**TASK MATERIAL:**
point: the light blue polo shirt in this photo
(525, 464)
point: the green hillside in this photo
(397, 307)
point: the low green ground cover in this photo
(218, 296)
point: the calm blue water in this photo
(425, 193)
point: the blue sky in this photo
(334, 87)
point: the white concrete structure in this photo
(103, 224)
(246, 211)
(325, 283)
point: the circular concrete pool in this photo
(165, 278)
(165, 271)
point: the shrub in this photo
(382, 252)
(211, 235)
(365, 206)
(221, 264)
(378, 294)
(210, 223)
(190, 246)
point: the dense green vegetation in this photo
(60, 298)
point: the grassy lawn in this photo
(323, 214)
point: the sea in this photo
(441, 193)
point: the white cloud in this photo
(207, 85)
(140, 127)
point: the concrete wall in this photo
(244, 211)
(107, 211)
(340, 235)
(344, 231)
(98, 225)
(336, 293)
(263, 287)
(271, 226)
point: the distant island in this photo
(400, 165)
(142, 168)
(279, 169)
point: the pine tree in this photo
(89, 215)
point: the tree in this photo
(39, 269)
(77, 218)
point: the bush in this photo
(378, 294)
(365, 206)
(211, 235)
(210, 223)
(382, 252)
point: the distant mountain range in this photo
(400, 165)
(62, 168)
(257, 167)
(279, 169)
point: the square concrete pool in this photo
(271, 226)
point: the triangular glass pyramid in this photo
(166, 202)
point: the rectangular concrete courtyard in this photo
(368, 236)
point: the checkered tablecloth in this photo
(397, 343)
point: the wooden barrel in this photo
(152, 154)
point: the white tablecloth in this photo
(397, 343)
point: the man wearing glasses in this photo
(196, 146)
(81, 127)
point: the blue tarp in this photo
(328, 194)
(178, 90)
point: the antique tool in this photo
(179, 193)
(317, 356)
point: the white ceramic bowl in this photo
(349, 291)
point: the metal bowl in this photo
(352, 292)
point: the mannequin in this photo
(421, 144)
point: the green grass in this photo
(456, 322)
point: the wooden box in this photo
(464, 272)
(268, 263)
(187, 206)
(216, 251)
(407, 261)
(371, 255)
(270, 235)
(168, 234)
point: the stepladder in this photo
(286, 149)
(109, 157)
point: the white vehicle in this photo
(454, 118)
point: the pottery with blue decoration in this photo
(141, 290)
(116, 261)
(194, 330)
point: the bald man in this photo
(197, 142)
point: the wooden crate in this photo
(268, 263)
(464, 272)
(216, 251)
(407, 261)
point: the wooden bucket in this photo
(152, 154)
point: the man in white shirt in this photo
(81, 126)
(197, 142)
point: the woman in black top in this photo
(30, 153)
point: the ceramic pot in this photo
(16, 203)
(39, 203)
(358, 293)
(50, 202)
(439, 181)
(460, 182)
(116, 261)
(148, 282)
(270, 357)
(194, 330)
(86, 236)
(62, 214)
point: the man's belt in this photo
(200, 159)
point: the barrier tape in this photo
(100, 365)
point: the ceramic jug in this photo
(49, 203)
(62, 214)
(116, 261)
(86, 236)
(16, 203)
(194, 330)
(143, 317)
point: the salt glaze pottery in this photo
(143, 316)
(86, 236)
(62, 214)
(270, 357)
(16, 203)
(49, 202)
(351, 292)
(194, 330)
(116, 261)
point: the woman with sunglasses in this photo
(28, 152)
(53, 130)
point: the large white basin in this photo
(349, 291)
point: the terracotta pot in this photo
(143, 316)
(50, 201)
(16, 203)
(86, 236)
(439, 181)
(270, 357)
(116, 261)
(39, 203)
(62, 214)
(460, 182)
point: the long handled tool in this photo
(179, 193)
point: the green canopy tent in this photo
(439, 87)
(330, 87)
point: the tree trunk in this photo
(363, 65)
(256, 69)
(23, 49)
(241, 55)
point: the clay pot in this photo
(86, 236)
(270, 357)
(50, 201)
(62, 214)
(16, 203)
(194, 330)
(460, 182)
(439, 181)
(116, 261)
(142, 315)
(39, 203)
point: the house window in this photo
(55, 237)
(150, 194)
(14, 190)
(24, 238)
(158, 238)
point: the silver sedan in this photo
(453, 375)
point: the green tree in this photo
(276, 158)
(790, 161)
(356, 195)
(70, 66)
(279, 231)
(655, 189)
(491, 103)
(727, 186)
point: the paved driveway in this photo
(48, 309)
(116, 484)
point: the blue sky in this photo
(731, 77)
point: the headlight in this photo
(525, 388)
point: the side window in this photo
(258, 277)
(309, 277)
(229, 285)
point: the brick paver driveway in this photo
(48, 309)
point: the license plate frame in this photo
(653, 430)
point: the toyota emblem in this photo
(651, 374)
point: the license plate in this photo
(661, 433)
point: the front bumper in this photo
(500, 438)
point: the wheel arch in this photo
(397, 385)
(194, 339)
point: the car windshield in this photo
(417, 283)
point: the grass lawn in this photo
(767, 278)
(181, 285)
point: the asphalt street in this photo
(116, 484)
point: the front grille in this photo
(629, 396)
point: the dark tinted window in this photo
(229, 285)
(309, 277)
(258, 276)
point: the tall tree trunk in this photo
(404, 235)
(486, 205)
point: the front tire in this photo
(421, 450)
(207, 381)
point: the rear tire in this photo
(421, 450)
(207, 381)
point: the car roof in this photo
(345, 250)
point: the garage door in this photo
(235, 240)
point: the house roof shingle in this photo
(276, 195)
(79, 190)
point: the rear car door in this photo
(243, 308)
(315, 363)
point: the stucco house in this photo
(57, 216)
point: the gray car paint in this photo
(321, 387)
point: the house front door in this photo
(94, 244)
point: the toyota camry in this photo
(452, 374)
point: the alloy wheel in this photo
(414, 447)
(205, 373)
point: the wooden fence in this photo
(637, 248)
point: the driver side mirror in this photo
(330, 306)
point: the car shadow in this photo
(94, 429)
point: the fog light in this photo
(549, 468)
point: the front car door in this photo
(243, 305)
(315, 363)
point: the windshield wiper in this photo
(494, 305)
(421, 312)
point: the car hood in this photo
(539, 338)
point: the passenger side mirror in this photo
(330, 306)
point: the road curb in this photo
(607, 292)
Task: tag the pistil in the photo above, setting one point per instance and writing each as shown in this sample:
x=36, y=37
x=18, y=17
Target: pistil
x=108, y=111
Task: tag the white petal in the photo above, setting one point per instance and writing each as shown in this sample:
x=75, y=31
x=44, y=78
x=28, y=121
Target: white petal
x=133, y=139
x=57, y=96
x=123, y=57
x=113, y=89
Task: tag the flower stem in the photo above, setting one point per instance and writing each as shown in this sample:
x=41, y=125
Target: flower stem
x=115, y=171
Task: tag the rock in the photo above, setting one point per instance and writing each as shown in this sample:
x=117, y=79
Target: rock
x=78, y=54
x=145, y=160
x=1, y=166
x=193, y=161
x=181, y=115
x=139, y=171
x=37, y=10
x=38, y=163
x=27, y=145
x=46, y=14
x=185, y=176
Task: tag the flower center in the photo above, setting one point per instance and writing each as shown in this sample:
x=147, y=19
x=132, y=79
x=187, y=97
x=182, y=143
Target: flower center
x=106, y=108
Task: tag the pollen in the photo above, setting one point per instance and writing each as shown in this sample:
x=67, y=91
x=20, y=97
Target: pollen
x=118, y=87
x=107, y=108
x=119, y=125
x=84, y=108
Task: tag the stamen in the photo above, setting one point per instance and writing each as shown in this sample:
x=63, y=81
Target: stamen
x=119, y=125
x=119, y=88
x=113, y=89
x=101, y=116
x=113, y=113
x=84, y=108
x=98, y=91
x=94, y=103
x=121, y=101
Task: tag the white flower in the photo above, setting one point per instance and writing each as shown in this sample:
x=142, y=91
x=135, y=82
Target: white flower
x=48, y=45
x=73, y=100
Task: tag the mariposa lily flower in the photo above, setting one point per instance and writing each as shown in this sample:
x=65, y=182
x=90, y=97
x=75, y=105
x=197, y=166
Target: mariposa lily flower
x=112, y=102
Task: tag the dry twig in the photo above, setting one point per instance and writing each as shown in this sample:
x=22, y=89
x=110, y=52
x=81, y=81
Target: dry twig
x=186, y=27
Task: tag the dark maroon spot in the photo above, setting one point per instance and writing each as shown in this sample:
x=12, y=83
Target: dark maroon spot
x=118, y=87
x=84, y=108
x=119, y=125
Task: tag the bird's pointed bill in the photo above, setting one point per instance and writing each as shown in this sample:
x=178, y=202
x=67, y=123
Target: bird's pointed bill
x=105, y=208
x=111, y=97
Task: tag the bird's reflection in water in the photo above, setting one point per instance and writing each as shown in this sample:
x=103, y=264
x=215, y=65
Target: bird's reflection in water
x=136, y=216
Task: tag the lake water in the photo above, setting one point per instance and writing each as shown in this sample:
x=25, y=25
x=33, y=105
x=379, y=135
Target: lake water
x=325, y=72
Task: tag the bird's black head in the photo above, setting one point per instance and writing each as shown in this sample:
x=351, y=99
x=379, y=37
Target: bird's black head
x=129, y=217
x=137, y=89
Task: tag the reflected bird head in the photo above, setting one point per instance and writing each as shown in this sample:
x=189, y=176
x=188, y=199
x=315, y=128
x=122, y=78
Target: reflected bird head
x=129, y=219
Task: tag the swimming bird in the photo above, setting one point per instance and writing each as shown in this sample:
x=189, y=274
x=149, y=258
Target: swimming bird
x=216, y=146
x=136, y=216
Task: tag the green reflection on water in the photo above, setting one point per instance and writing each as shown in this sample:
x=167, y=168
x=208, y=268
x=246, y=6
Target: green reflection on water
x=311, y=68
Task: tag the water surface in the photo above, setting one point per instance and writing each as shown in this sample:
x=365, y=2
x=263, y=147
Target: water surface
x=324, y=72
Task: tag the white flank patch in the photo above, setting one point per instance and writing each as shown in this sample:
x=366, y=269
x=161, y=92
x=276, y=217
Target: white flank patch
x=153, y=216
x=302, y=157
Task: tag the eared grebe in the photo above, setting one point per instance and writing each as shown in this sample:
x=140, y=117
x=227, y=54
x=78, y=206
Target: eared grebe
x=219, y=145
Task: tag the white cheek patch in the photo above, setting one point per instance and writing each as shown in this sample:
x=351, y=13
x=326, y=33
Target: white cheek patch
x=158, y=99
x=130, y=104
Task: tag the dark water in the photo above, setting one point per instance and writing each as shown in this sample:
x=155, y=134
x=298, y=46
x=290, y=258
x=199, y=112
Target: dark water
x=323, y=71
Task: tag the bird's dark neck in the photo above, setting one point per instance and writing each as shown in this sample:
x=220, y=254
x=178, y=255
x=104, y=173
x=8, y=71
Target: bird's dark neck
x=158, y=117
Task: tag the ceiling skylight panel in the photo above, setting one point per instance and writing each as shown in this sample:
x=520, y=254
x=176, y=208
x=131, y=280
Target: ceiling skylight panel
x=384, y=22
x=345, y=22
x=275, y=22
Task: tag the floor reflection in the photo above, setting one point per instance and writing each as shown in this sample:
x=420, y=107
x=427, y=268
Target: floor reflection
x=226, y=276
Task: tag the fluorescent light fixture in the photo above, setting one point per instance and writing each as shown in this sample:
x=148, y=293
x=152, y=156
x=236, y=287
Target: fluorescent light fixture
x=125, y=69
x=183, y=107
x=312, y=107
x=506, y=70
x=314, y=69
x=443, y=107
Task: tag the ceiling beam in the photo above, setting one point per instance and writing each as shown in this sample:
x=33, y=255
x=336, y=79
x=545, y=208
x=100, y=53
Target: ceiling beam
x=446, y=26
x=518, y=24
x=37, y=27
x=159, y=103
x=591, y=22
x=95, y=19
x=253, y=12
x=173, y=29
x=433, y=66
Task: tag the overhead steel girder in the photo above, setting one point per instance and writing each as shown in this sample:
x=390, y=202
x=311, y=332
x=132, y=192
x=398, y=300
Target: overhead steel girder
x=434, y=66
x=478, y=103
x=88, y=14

**WORK REQUIRED:**
Reproduce exactly the entries above, limited to the lines from the one with "x=326, y=33" through the one with "x=199, y=112", both included.

**TASK SOLUTION:**
x=326, y=33
Target: white cheek patch
x=158, y=99
x=130, y=104
Task: tag the dark water in the photo above, setting one point per instance and writing each as shown in this sample:
x=155, y=134
x=298, y=46
x=290, y=258
x=199, y=112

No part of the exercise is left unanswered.